--- Given task 1 ---
Answer these questions using the Mining Biodiversity announcement:
(a) How many teams were selected overall in the third round of the Digging Into Data Challenge?
(b) How many of the selected projects come from the UK?
(c) With which project did NaCTeM receive funding in the 2011 Digging into Data call?
--- Given task 2 ---
Print the section of the Mining Biodiversity announcement that begins at the words "The project is" and stops after "Research (ISHER) project.", copying it word for word.

--- Excerpted passage ---
──────────────────────────────

Mining Biodiversity: Enriching Biodiversity Heritage with Text Mining and Social Media
Mining Biodiversity is one of the projects that won in the third round of the transatlantic Digging Into Data Challenge, a competition aiming to promote the development of innovative computational techniques that can be applied to big data in the humanities and social sciences. Overall, 14 teams representing collaborations from Canada, US, UK and the Netherlands have been selected. Four of the selected projects come from the UK.
The project is an international collaboration between the National Centre for Text Mining (UK), Missouri Botanical Garden (US), Dalhousie University's Big Data Analytics Institute (Canada) and Ryerson University's Social Media Lab (Canada). NaCTeM was also a recipient of the 2011 Digging into Data call with the Integrated Social History Environment for Research (ISHER) project.

──────────────────────────────

--- Data ---
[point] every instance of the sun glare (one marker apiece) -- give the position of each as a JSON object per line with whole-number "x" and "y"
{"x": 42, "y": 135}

──────────────────────────────

--- Output 1 ---
(a) 14 teams
(b) Four
(c) The Integrated Social History Environment for Research (ISHER) project

--- Output 2 ---
The project is an international collaboration between the National Centre for Text Mining (UK), Missouri Botanical Garden (US), Dalhousie University's Big Data Analytics Institute (Canada) and Ryerson University's Social Media Lab (Canada). NaCTeM was also a recipient of the 2011 Digging into Data call with the Integrated Social History Environment for Research (ISHER) project.